─── PROVIDED RECORDS

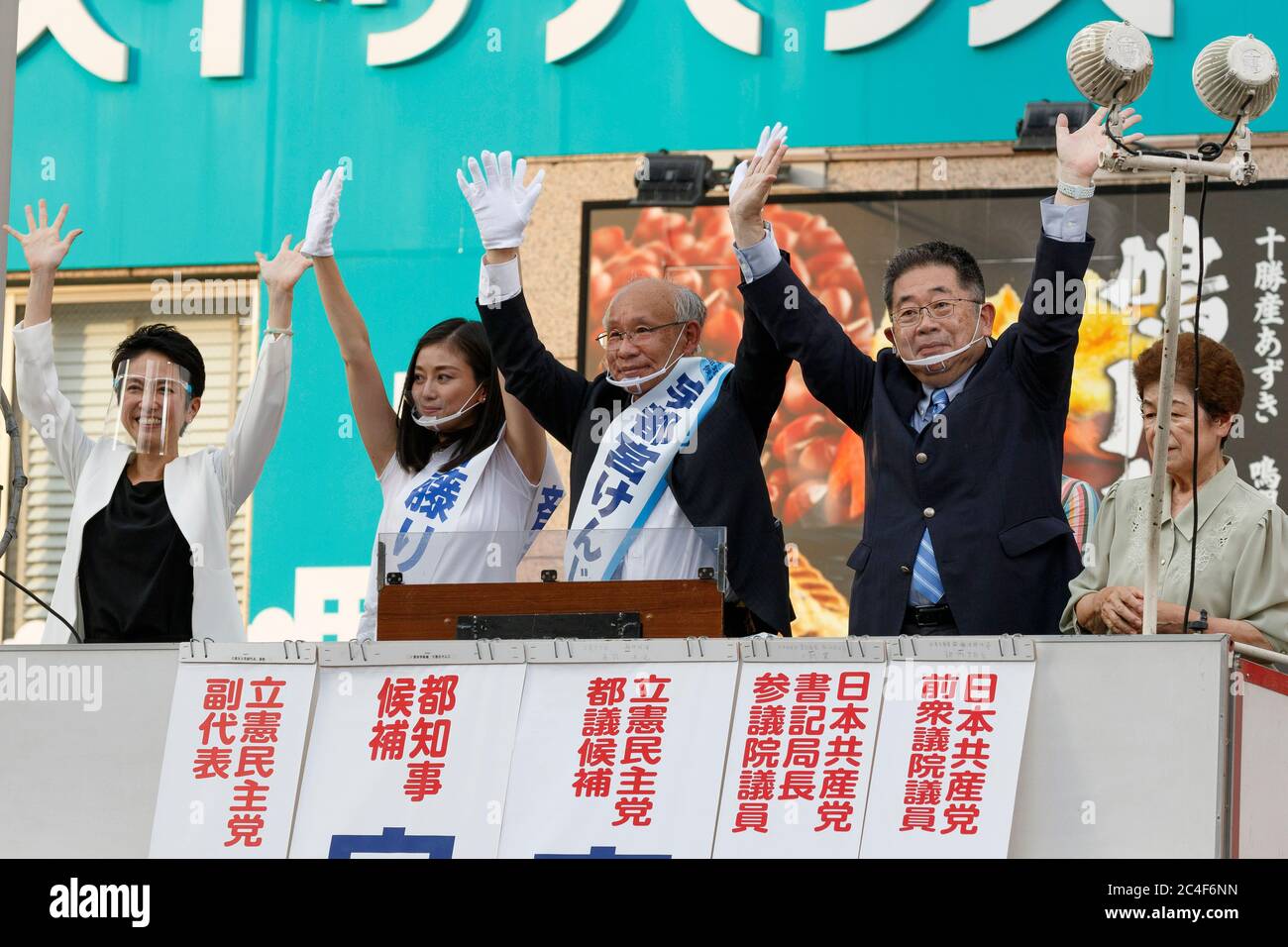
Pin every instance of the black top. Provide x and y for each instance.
(136, 570)
(720, 483)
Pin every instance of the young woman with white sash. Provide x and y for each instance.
(455, 455)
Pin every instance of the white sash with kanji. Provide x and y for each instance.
(634, 458)
(436, 505)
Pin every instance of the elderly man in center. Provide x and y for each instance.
(662, 440)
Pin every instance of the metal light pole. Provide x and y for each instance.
(1236, 78)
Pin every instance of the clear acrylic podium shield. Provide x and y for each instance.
(552, 583)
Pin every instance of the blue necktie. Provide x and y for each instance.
(926, 587)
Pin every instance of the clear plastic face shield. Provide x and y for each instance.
(938, 361)
(149, 408)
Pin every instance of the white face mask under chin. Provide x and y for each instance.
(436, 421)
(943, 357)
(632, 384)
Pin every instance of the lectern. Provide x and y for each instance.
(627, 583)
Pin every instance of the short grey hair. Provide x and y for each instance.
(688, 304)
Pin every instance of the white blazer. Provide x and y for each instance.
(204, 489)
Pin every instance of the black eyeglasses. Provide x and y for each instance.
(616, 337)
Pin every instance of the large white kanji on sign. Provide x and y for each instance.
(223, 27)
(419, 37)
(728, 21)
(77, 33)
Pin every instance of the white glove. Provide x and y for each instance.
(323, 214)
(501, 202)
(769, 140)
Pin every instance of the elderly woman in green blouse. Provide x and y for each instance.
(1240, 575)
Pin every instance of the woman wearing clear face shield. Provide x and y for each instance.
(465, 472)
(146, 557)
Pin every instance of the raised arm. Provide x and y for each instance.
(502, 205)
(259, 416)
(42, 402)
(760, 369)
(835, 371)
(377, 421)
(1054, 303)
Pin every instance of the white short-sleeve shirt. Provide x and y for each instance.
(498, 504)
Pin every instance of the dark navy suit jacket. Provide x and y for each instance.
(988, 488)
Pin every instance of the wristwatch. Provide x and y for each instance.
(1076, 191)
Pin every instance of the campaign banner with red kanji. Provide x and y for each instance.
(948, 754)
(619, 749)
(802, 749)
(410, 753)
(233, 751)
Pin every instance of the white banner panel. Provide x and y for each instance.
(410, 751)
(800, 753)
(619, 749)
(233, 751)
(948, 755)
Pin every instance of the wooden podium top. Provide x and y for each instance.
(668, 608)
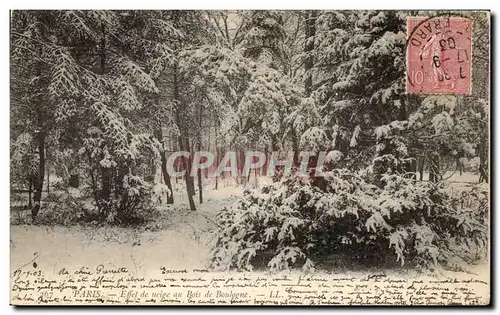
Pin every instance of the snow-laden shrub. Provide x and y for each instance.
(300, 223)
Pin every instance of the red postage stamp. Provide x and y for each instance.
(439, 56)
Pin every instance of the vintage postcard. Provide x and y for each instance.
(172, 157)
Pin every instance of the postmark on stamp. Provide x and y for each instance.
(439, 55)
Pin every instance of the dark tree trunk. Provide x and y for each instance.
(309, 48)
(40, 136)
(422, 166)
(183, 140)
(200, 185)
(434, 174)
(48, 180)
(30, 190)
(105, 172)
(41, 171)
(164, 171)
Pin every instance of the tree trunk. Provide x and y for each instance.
(40, 136)
(105, 172)
(422, 166)
(200, 186)
(434, 174)
(309, 47)
(164, 171)
(183, 140)
(48, 180)
(30, 190)
(41, 171)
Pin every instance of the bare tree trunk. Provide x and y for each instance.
(48, 180)
(30, 190)
(183, 140)
(434, 174)
(164, 171)
(200, 186)
(309, 48)
(41, 169)
(421, 167)
(40, 136)
(105, 172)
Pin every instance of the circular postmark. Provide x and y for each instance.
(439, 55)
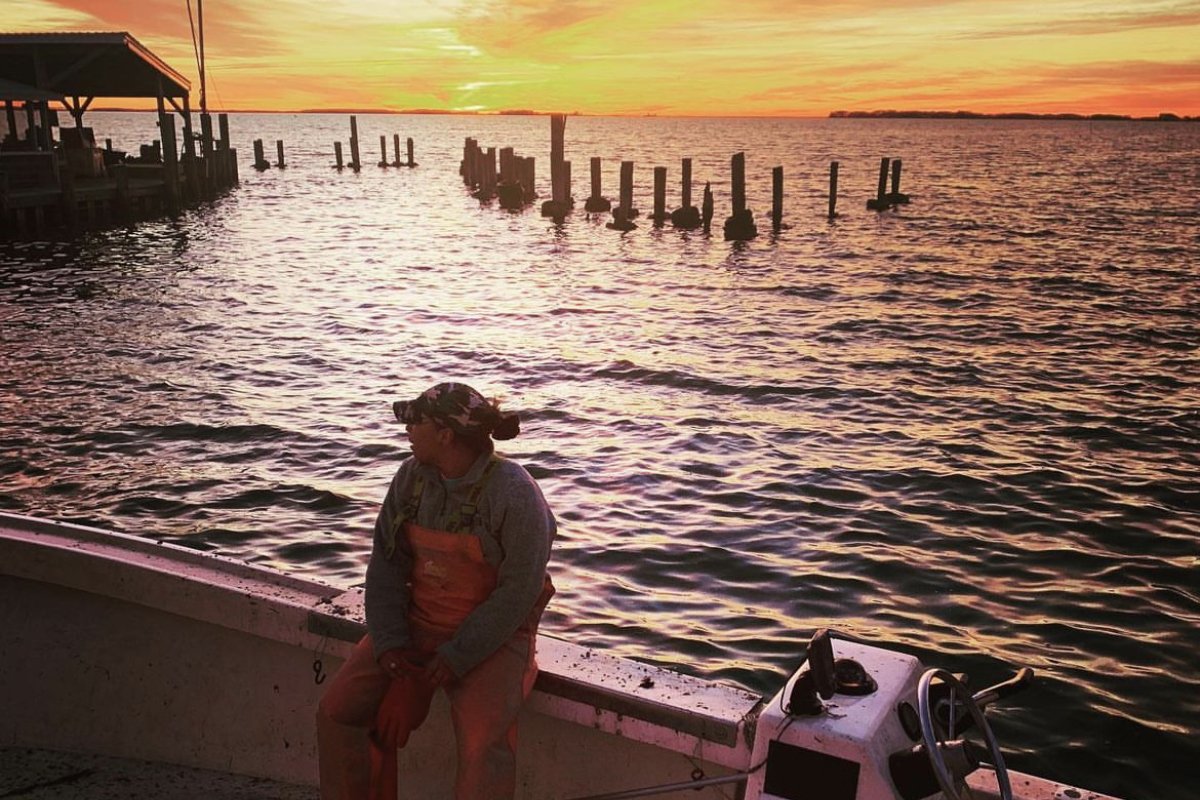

──────

**YOUR GOAL**.
Go through the material and set it down again exactly, but without any pictures.

**WRITTEN SOLUTION**.
Pin every instance of the black top. Provide x and y for each instance.
(136, 570)
(720, 483)
Pin every instance of the young woman with white sash. Provide x and y for each instance.
(455, 455)
Pin every instance of the white sash with kanji. Provide x and y for each instance.
(634, 458)
(436, 505)
Pin every instance of the elderly man in center. Provide x and y for each instance.
(662, 440)
Pin every instance of the metal light pole. Provide x and y for each instance.
(1236, 78)
Pin every instance of the clear acrylic podium shield. Provide x and y for each instance.
(552, 583)
Pin every instance of the blue necktie. Provide x and y for each instance.
(926, 587)
Pin every instance of the clear plastic face shield. Provide x and y for each instance.
(938, 361)
(149, 408)
Pin every instance of the white face mask under chin. Provide x and y for each instance.
(436, 421)
(943, 357)
(632, 384)
Pin every instance of the lectern. Provide x and y for each instance.
(627, 583)
Pin every instance of the short grey hair. Provide x and y for each instance.
(688, 304)
Pin every instance of the white blazer. Provide x and y for each instance.
(204, 489)
Pin every instance of the black eyeglasses. Provide x and y for each instance.
(616, 337)
Pin every instance of the large white kanji on sign. Provide x and y for each instance.
(223, 27)
(419, 37)
(728, 21)
(77, 33)
Pin every instance of the white glove. Provide x and y for each instance.
(323, 214)
(501, 202)
(769, 140)
Pin every instance of the elderly woman in green blouse. Provide x and y for each instance.
(1240, 575)
Pin every instance of the woman wearing clear face shield. Provide x and y for each instance.
(465, 472)
(146, 557)
Pin every instance of the raised arm. Provide x and y for each instance.
(502, 205)
(259, 416)
(42, 402)
(760, 369)
(835, 371)
(377, 421)
(1054, 303)
Pin every instance of the white short-sleeve shirt. Provide x and y for each instance.
(498, 504)
Pin every instance of the dark navy suit jacket. Provide x and y for each instance.
(988, 488)
Pin every instance of the wristwatch. Provide x and y for each instance.
(1076, 191)
Pin every instance of the campaign banner with red kanji. Provide x and y for each instance.
(948, 754)
(619, 749)
(802, 749)
(410, 753)
(233, 751)
Pin every instance of the white banner panel. Provide x and y for each instance.
(410, 751)
(800, 753)
(619, 749)
(233, 751)
(948, 755)
Pin every instance of the wooden podium top. Provide x and y for each instance.
(668, 608)
Pin every instance of the snow-laden shrub. Provide x and y for each instance.
(300, 223)
Pin every instance of the red postage stamp. Provide x and y for each instance.
(439, 56)
Pin every instance of the vintage postcard. Provide x and y for each instance.
(172, 157)
Pin every instance of the postmark on stamp. Provide x and y for each instance.
(439, 55)
Pin every instance of the dark tree trunk. Provide x and y for each instance.
(309, 48)
(40, 136)
(422, 166)
(183, 140)
(200, 185)
(434, 174)
(48, 180)
(30, 190)
(105, 172)
(41, 171)
(164, 171)
Pin every instance of the tree trunk. Provide x and y for each instance.
(40, 136)
(105, 172)
(422, 166)
(200, 186)
(434, 174)
(309, 47)
(164, 171)
(183, 140)
(48, 180)
(30, 190)
(41, 171)
Pin every instance of the bare tree trunk. Provide x and y for each instance.
(48, 180)
(30, 190)
(183, 140)
(434, 174)
(164, 171)
(200, 186)
(309, 48)
(41, 169)
(421, 167)
(40, 136)
(105, 172)
Pin every instance of the circular postmark. Provide x and y for each instance.
(439, 55)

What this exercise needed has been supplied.